(Dataset entries)
☆ ☆ ☆
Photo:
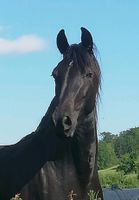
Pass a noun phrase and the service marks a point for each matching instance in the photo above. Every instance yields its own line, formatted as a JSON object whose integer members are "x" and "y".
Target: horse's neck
{"x": 84, "y": 148}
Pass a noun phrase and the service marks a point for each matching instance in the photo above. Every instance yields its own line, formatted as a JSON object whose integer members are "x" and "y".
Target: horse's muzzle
{"x": 63, "y": 124}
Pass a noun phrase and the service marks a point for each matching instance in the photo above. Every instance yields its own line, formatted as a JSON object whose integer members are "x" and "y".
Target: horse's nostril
{"x": 67, "y": 122}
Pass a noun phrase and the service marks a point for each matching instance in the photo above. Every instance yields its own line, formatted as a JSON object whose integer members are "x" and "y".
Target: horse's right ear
{"x": 62, "y": 42}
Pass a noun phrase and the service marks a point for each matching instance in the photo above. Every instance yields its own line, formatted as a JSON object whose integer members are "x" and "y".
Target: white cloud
{"x": 4, "y": 28}
{"x": 22, "y": 44}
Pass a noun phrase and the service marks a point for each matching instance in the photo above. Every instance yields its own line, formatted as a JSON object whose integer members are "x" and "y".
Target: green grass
{"x": 110, "y": 176}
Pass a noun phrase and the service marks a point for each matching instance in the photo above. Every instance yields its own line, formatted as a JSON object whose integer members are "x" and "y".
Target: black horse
{"x": 77, "y": 79}
{"x": 20, "y": 162}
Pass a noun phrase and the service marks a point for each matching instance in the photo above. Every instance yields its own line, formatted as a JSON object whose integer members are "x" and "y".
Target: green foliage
{"x": 111, "y": 177}
{"x": 107, "y": 156}
{"x": 113, "y": 147}
{"x": 127, "y": 164}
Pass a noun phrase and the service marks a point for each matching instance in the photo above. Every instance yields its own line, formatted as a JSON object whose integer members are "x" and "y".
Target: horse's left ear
{"x": 62, "y": 42}
{"x": 86, "y": 39}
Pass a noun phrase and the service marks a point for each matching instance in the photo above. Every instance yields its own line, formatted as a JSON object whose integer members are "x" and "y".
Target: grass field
{"x": 110, "y": 176}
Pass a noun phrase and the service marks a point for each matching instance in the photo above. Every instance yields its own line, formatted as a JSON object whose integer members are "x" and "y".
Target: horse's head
{"x": 77, "y": 79}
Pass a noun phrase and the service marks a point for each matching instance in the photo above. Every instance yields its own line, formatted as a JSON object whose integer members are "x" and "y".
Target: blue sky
{"x": 28, "y": 54}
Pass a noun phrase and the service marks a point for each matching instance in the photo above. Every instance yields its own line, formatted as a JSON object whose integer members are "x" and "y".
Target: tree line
{"x": 121, "y": 150}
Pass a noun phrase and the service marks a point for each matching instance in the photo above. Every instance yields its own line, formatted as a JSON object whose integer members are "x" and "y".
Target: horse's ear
{"x": 62, "y": 42}
{"x": 86, "y": 39}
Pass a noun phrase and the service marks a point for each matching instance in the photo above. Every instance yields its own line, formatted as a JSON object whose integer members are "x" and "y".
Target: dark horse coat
{"x": 77, "y": 79}
{"x": 20, "y": 162}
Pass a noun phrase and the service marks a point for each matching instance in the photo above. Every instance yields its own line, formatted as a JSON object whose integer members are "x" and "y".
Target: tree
{"x": 127, "y": 164}
{"x": 106, "y": 155}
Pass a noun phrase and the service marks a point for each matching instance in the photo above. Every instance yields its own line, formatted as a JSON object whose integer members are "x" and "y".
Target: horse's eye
{"x": 71, "y": 63}
{"x": 89, "y": 75}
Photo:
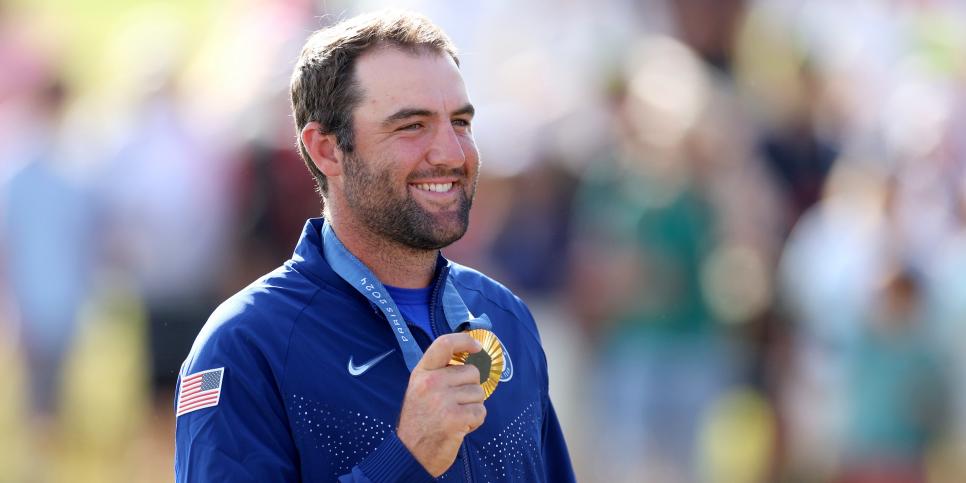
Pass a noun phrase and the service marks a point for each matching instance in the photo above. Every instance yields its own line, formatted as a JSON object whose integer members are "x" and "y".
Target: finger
{"x": 442, "y": 349}
{"x": 457, "y": 375}
{"x": 468, "y": 394}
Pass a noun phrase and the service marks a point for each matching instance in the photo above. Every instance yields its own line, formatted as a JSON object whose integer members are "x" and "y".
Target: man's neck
{"x": 391, "y": 262}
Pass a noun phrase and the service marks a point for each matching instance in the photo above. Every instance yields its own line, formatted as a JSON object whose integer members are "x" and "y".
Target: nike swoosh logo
{"x": 361, "y": 369}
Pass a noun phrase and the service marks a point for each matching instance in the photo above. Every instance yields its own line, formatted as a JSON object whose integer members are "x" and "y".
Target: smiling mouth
{"x": 434, "y": 187}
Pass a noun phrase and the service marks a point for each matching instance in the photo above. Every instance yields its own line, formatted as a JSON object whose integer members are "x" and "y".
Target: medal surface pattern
{"x": 489, "y": 360}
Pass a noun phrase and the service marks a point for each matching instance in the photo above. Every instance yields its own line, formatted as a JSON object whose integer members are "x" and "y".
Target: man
{"x": 337, "y": 364}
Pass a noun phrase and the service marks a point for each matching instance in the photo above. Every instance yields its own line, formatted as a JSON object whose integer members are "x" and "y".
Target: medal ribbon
{"x": 356, "y": 274}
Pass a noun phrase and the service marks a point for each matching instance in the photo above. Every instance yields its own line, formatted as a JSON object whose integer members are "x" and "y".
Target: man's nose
{"x": 446, "y": 149}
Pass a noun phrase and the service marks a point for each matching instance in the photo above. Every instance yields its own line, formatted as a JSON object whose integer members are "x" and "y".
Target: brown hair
{"x": 324, "y": 88}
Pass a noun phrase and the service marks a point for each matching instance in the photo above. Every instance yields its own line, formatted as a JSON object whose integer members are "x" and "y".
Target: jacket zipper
{"x": 433, "y": 302}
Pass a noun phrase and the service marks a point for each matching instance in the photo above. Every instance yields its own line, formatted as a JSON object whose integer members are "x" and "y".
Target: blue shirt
{"x": 313, "y": 383}
{"x": 414, "y": 305}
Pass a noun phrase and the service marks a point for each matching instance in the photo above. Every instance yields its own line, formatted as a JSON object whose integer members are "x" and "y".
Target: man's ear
{"x": 323, "y": 149}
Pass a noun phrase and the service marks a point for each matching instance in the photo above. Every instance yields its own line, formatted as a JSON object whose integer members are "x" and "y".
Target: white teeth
{"x": 437, "y": 187}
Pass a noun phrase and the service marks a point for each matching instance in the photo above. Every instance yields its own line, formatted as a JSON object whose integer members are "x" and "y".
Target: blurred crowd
{"x": 740, "y": 224}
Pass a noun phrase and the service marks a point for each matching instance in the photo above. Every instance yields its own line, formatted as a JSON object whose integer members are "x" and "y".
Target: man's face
{"x": 413, "y": 174}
☆ ☆ ☆
Above are the records; return them exactly, minus the pictures.

Photo:
Pass a noun phrase and the service marks a point for each matching instance in the photo above. Every instance yields its own line, formatted as a JSON object whose integer members are "x" and "y".
Target: horse's neck
{"x": 84, "y": 148}
Pass a noun phrase and the service marks a point for each matching instance in the photo above. Every instance yields its own line, formatted as a JSON object whose integer members are "x" and "y".
Target: horse's muzzle
{"x": 63, "y": 124}
Pass a noun phrase and the service marks a point for each matching instance in the photo above. Every instance yields its own line, formatted as a JSON object whose integer members are "x" and "y".
Target: horse's nostril
{"x": 67, "y": 122}
Pass a noun phrase and the service marks a point for each matching instance in the photo above. Every instance yields its own line, formatted as a JSON object whose integer members are "x" and "y".
Target: horse's right ear
{"x": 62, "y": 42}
Pass a noun phrase and the service marks a point for each matching instance in the photo above. Every instance yields its own line, formatted as a JSON object whose integer members are "x" and "y".
Target: white cloud
{"x": 4, "y": 28}
{"x": 22, "y": 44}
Pass a noun phrase and the service marks a point for each matching instance in the photo above. Every instance yields its own line, formatted as a JSON object whose integer members are "x" and "y".
Target: green grass
{"x": 110, "y": 176}
Pass a noun phrase and the service marks a point for each matching instance in the photo above. Every instance yields its own line, formatted as a JSON object whose integer members are "x" and "y".
Target: black horse
{"x": 77, "y": 79}
{"x": 20, "y": 162}
Pass a noun phrase and the service marks a point for each matching instance in the photo above. Every instance yields its own line, formatted as a JSON object whose integer members are "x" and "y".
Target: green foliage
{"x": 111, "y": 177}
{"x": 107, "y": 156}
{"x": 113, "y": 147}
{"x": 127, "y": 164}
Pass a noun phrase and the service marks a point for each matching instance in the photo above. Every instance yields its own line, formatted as a JSON object whose integer members are "x" and "y".
Target: horse's left ear
{"x": 62, "y": 42}
{"x": 86, "y": 39}
Pass a noun phrase and the service marks a point for each matching instance in the photo above. Every instance yields its own line, formatted as a JSON object whose integer members are "x" and "y".
Target: grass field
{"x": 110, "y": 176}
Pass a noun phrase and the service marks a point for each matching instance in the photo above. Every instance yields its own line, formatted as a JSON object whose integer members are "x" and "y".
Target: horse's head
{"x": 77, "y": 79}
Pass a noun phrase and the service marks a point for each matching instance in the photo above. Every instance yields its own line, formatted as a JSON object whose integer members are "x" and "y".
Target: blue sky
{"x": 28, "y": 54}
Pass a noun phrase and the service marks a point for each matching instance in the photo above. Every instance yields its own line, formatted as a JSON object whose integer members are "x" and "y".
Target: tree line
{"x": 121, "y": 150}
Pass a noun phrase and the service marks a point for each matching instance in the photo above. Every instance yields its own line, formatted as a JSON object whose integer members are "x" and "y".
Target: horse's ear
{"x": 62, "y": 42}
{"x": 86, "y": 39}
Pass a noun phrase and the service marks a point for each matching instance in the photo above. Every instance yields its own line, formatted as a JSON object whose integer members are "x" and "y".
Target: dark horse coat
{"x": 77, "y": 79}
{"x": 20, "y": 162}
Pass a noun phrase and the service marks a point for each matching instance in the photo above. Every instance yields its own line, formatted as a JSON object whose integer members are "x" and "y".
Target: tree
{"x": 127, "y": 164}
{"x": 106, "y": 155}
Pass a noun phrase and the service marks a point for each matching instance in the photo above. Every instance yields its own line, formatted as a JSON object whose integer members are "x" and "y".
Target: horse's eye
{"x": 71, "y": 63}
{"x": 89, "y": 75}
Photo:
Pass a noun phrase and the service marks a point for each matching instance in the photo above. Every instance yields its own line, formatted as a JSON object whose integer members are "x" and "y".
Target: finger
{"x": 442, "y": 349}
{"x": 457, "y": 375}
{"x": 468, "y": 394}
Pass a noun phrase and the service marks a point for each matching instance in the photo above. Every instance yields its own line, formatted as a JSON object whose integer members are "x" and "y".
Target: man's neck
{"x": 391, "y": 262}
Pass a noun phrase and the service marks a point for each matching instance in the photo above. Every instance yields its own line, formatted as a JSON object whose integer members are "x" and "y".
Target: nike swoosh logo
{"x": 361, "y": 369}
Pass a noun phrase and the service marks a point for each matching instance in the photo above. Every instance yields its own line, formatted as a JSON object whose integer members are "x" and "y".
Target: smiling mouth
{"x": 434, "y": 187}
Pass a noun phrase and the service marks a point for each matching instance in the photo above. Every instance yields its own line, formatted as a JSON object whose integer members are "x" and "y".
Target: medal surface pattern
{"x": 489, "y": 360}
Pass a noun phrase and the service marks a point for each matching instance in the photo above. Every instance yields its own line, formatted as a JSON object whose integer members are "x" and "y".
Target: man
{"x": 337, "y": 364}
Pass a noun phrase and the service marks a point for each matching instance in the photo above. Every instance yields its own line, formatted as a JSON object whose integer members are "x" and "y".
Target: medal ribbon
{"x": 356, "y": 274}
Pass a noun phrase and the service marks a point for each matching instance in the photo above. Every instance yields its own line, formatted as a JSON object whose integer members are "x" and "y".
Target: man's nose
{"x": 446, "y": 149}
Pass a noun phrase and the service marks a point for each matching instance in the photo above. Every instance yields its own line, formatted as a JSON object whose integer members are "x" and "y".
Target: brown hair
{"x": 324, "y": 88}
Pass a noun phrase and the service marks a point for each matching instance in the photo above. Every instance yields its own line, formatted as a JSON object whose integer members are "x" and "y".
Target: jacket zipper
{"x": 433, "y": 302}
Pass a noun phrase and the service marks a point for each matching instance in the photo above. Every instance yields its own line, formatted as a JSON object whose integer members are "x" and "y".
Target: blue shirt
{"x": 313, "y": 383}
{"x": 414, "y": 305}
Pass a noun phrase and the service marks a point for each matching instance in the photo above. Every instance yields its own line, formatted as a JSON object whose integer members are "x" and "y".
Target: man's ear
{"x": 323, "y": 149}
Pass a noun phrase and the service marks a point for each matching instance in the photo above. Every instance yields its own line, formatted as a JSON object whose integer members are "x" and "y".
Target: white teeth
{"x": 437, "y": 187}
Pass a noun phrase and the service marks a point for each matching instance in the photo above. Every instance yields its own line, formatted as a JSON object whose integer members are "x" and "y".
Target: blurred crowd
{"x": 740, "y": 224}
Pass a noun phrase and the service marks a point for each matching instance in the photo above. Every instance yields its own line, formatted as a JSON object whose integer members are "x" and "y".
Target: man's face
{"x": 413, "y": 174}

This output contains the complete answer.